▸ Exercise prompt
Wherever a line below holds the word "pavement", copy that line.

[[ Dataset records open ]]

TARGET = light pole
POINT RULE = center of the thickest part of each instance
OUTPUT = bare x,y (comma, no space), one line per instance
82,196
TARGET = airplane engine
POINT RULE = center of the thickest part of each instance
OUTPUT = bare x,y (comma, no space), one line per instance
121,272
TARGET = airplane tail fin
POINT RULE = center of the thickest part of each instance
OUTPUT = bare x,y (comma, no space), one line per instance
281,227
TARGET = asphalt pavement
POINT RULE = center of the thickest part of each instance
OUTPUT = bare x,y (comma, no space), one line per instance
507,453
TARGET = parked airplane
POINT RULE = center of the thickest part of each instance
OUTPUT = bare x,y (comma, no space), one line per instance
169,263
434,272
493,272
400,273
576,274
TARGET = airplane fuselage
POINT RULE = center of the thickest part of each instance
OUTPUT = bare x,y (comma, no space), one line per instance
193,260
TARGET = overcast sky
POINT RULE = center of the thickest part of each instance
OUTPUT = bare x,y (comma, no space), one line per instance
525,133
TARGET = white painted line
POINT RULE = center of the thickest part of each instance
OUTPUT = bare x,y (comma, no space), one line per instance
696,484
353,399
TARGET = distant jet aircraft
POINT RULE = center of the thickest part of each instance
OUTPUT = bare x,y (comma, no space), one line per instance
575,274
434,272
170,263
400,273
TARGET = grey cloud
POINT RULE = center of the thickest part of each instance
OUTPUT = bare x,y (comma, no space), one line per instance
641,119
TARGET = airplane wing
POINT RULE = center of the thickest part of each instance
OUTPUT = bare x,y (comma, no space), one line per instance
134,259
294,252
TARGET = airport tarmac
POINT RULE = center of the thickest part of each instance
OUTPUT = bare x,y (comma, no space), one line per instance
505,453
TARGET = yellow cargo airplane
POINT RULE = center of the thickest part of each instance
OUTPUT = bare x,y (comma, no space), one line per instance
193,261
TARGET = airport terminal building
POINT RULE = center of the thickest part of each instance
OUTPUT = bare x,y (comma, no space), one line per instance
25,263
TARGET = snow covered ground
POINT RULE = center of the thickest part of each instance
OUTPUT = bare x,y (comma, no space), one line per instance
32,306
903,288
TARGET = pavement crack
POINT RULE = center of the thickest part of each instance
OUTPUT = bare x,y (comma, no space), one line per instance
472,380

[[ Dataset records closed ]]
[[ Dataset records open ]]

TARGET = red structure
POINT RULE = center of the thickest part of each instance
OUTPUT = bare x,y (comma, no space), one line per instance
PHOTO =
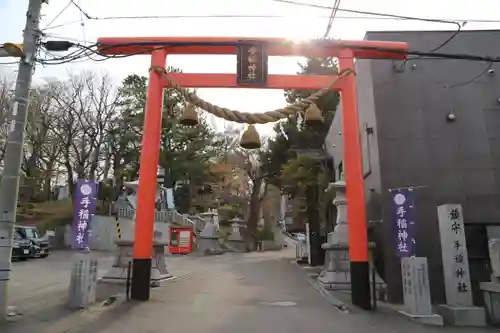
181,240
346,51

[[ Dataset records closed ]]

▸ Your solution
TARGET = asphalt pavement
TARGET = pavement crack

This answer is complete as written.